• _YOUR GOAL_:
Please write out the passage of the book review between "Older, Faster, Stronger – yes, really!" and "Webb (Rodale, 2014).", inclusive, copying it word for word.
++++ EXERCISE TEXT ++++
Older, Faster, Stronger – yes, really!

This is my Book Review of “Older, Faster, Stronger – What Women Runners Can Teach Us All About Living Younger, Longer” by Margaret Webb (Rodale, 2014).

Not a new book, but still full of current and timeless information.  I stumbled across this book by accident and am so grateful I did.  Many of my patients ask if they should be strength training or focussing on cardio and how much, or how much they should be exercising in general – no matter their age.  I think many of us would actually not believe this title – that we can, in fact become faster and stronger as we age?  Based on my experience, this is not most peoples’ belief.  But it is true and there are many older athletes, including female ones, that prove it.  We do not have to follow a spiral of physical decline as we age. Yes, it will require some work.  But if you feel that much better for doing the work, most will argue, its well worth it. 

This book is a wonderful combination of personal story as the author works her way towards her goal combined with research data and trainers, coaches and athletes anecdotes that explain how it works.  There is great information here for anyone of any age that wants to understand their body or wants to tweak their training to get the most of their health and the best ‘bang for their buck’ of activity.

The author begins as a 50 year old Canadian ex-smoking overweight woman who wants to regain some of her youthful fitness.  She ends up training for a half-marathon and finally running to win fourth in her age group at the World Master’s Games half marathon.  She documents her own progression, her experiences and thoughts and the advice she seeks out along the way in her search for answers of how to be and live her healthiest.  Anyone training for any field, wanting to live their fullest or just curious, can enjoy and gain from this book.  I also found this book to be a deeply inspirational aid as well as an excellent source of information.

Key general takes (all the things we already know but don’t always do…):  Create good habits and be diligent in your workout pattern; diversify your workouts – include cardio, strength and flexibility; include rest and relaxation and fun; learn good form for your activities; get professional care and advice when you need it – to prevent injury, learn best form, learn the exercises you need to balance your body, get treatments for things before they become a larger problem.

where I’ve been lately

I personally am an excellent example of the benefits of integrating Registered Massage Therapy, other health therapies and diligent self-care along with conventional medicine to manage, if not heal and overcome many conditions and to recover from injury.  I am just returning to my work from an eighteen month absence and am in my twenty-sixth year as a licensed RMT in BritishColumbia.

I grew up with a mother who had a debilitating auto-immune (now known to be auto-inflammatory) disease, for which conventional medicine had, at the time, little to offer. I knew that I could get the disease too. I watched my mom cope as best as she could, seeing the ways in which she didn’t cope well and trying to understand why she made her decisions as she did. I then set out, of course, to learn everything I could about the alternate path – the way of mind and body best-self care – the only solution that made sense to me after watching her journey and to possibly allow me to beat the odds or at least manage them well.

I didn’t mean to be such a good example…. I became a RMT in my quest for wellness. I had alot of back pain as a teen – it was thought to be due to a bad fall I had taken when I was ten or so. Then I had alot of back pain again in my mid-thirties – coincidentally during a stressful time when my mother, after having severe rheumatoid arthritis since mid-life, went into steep decline before passing a few years later, a heart condition, resulting in strokes and dementia a side-effect of the disease. This, only a few years after I had become a RMT. I was told then by a physician that I had a juvenile developmental disorder of the spine, visible on x-ray, that was fairly common and didn’t cause too many issues later in life – I shifted to working on an electric table and carried on.
++++ RECORD EXTRACTS ++++
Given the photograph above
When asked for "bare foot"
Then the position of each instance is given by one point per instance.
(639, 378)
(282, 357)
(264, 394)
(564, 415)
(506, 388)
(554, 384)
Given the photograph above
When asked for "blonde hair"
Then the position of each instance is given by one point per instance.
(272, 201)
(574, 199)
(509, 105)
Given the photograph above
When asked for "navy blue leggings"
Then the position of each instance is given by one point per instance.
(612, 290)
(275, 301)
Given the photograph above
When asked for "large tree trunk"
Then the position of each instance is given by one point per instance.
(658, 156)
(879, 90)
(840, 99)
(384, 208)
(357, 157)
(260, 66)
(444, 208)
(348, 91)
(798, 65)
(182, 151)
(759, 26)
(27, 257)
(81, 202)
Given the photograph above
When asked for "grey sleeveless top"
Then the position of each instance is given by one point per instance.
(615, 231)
++++
• _ANSWER SECTION_:
Older, Faster, Stronger – yes, really!

This is my Book Review of “Older, Faster, Stronger – What Women Runners Can Teach Us All About Living Younger, Longer” by Margaret Webb (Rodale, 2014).